For the copy, please give all of the data again exactly and leave the pictures out.

--- Source information Enclosed Below ---

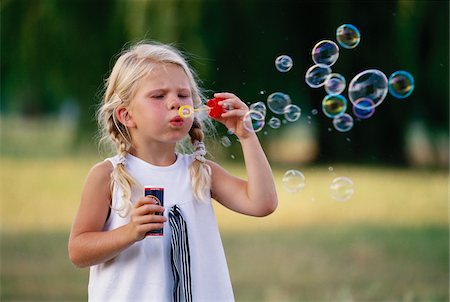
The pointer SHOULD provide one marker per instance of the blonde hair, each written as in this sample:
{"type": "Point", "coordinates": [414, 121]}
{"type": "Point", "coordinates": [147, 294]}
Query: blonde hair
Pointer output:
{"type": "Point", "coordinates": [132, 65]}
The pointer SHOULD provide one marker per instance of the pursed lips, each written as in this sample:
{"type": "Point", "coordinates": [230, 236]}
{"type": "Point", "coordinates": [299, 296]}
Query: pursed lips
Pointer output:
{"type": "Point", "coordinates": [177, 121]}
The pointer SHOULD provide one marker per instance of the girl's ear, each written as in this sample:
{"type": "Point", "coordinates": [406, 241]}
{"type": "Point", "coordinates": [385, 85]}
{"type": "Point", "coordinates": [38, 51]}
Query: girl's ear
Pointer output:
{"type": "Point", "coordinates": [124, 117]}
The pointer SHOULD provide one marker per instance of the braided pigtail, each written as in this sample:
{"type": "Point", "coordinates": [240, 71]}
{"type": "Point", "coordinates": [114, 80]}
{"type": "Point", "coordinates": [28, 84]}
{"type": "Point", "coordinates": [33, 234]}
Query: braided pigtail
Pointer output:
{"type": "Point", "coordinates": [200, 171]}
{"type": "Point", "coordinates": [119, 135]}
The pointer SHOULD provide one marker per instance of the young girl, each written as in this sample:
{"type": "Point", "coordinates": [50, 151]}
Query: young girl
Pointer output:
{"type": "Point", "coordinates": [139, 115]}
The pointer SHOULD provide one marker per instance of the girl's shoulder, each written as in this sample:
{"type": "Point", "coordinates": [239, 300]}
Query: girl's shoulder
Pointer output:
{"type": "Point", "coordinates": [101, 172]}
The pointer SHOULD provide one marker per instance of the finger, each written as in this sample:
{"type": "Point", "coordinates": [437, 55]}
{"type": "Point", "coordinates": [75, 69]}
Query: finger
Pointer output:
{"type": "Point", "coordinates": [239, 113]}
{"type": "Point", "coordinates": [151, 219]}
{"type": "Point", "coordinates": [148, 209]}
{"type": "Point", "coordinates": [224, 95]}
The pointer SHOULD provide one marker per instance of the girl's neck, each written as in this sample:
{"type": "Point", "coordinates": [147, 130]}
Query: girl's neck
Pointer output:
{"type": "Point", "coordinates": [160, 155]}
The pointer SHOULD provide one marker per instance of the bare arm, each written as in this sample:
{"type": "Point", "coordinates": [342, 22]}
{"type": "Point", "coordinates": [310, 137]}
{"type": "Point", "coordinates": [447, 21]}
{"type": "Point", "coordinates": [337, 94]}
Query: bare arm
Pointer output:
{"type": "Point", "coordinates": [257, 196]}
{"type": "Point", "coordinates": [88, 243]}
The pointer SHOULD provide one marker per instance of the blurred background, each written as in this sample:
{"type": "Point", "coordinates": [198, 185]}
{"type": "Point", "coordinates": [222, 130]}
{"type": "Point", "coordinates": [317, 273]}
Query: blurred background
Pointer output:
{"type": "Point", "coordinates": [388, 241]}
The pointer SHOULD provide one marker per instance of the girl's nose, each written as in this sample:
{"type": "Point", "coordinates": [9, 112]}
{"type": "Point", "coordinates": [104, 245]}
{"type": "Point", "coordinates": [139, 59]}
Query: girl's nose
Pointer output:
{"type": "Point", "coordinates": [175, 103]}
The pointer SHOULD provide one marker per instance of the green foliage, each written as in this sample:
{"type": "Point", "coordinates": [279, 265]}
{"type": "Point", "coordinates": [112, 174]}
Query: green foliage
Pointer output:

--- End of Enclosed Source information ---

Task response:
The pointer SHOULD provide one marker per instance of the blonde hair, each written as in this sample:
{"type": "Point", "coordinates": [414, 121]}
{"type": "Point", "coordinates": [147, 294]}
Query: blonde hair
Pointer output:
{"type": "Point", "coordinates": [132, 65]}
The pointer SHOULD provide one marker per instance of the pursed lips, each written as in this sample:
{"type": "Point", "coordinates": [230, 236]}
{"type": "Point", "coordinates": [299, 296]}
Query: pursed lips
Pointer output:
{"type": "Point", "coordinates": [177, 121]}
The pointer SHOULD provide one marker per instance of the girl's ear, each written as in this sample:
{"type": "Point", "coordinates": [406, 241]}
{"type": "Point", "coordinates": [385, 85]}
{"type": "Point", "coordinates": [38, 51]}
Query: girl's ear
Pointer output:
{"type": "Point", "coordinates": [124, 117]}
The pointer SHOULD provide one marker per instance of the braided pigtail, each written as in this sample:
{"type": "Point", "coordinates": [240, 71]}
{"type": "Point", "coordinates": [114, 80]}
{"type": "Point", "coordinates": [28, 84]}
{"type": "Point", "coordinates": [33, 234]}
Query: braided pigtail
Pointer output:
{"type": "Point", "coordinates": [200, 171]}
{"type": "Point", "coordinates": [119, 135]}
The pointer SHOULD provide one marker per instance of the young girl, each written as in this sample:
{"type": "Point", "coordinates": [50, 151]}
Query: young girl
Pointer output:
{"type": "Point", "coordinates": [139, 115]}
The pointer SHOULD provide one marker per instance of the girl's shoulder, each written as in this sample:
{"type": "Point", "coordinates": [239, 300]}
Query: girl's shoulder
Pointer output:
{"type": "Point", "coordinates": [101, 172]}
The pointer SHOULD provide one marker per instance of the finger, each written as in this sample:
{"type": "Point", "coordinates": [437, 55]}
{"type": "Point", "coordinates": [75, 69]}
Query: finger
Pointer output:
{"type": "Point", "coordinates": [239, 113]}
{"type": "Point", "coordinates": [151, 219]}
{"type": "Point", "coordinates": [148, 209]}
{"type": "Point", "coordinates": [224, 95]}
The pointer SHOULD provide one marker per instance of the girl's neck, each written as in this sample:
{"type": "Point", "coordinates": [147, 130]}
Query: girl's neck
Pointer output:
{"type": "Point", "coordinates": [160, 155]}
The pointer SHOULD provide one marker per instance of the bare arm, each written as in this sample:
{"type": "Point", "coordinates": [342, 22]}
{"type": "Point", "coordinates": [310, 137]}
{"type": "Point", "coordinates": [447, 21]}
{"type": "Point", "coordinates": [337, 94]}
Query: bare arm
Pointer output:
{"type": "Point", "coordinates": [257, 196]}
{"type": "Point", "coordinates": [88, 243]}
The pointer SHOULD provide one marker per instance of the blurred background, each written as in this sample:
{"type": "Point", "coordinates": [198, 185]}
{"type": "Point", "coordinates": [222, 130]}
{"type": "Point", "coordinates": [317, 273]}
Query: blurred background
Pointer output:
{"type": "Point", "coordinates": [388, 241]}
The pointer SHOULD provide one marker per instance of the girl's nose, each written as in this sample:
{"type": "Point", "coordinates": [9, 112]}
{"type": "Point", "coordinates": [104, 245]}
{"type": "Point", "coordinates": [139, 59]}
Query: girl's nose
Pointer output:
{"type": "Point", "coordinates": [175, 103]}
The pointer SHOULD provide one marker per instance of the green foliage, each written as in this sample:
{"type": "Point", "coordinates": [279, 265]}
{"type": "Point", "coordinates": [112, 174]}
Query: green foliage
Pointer output:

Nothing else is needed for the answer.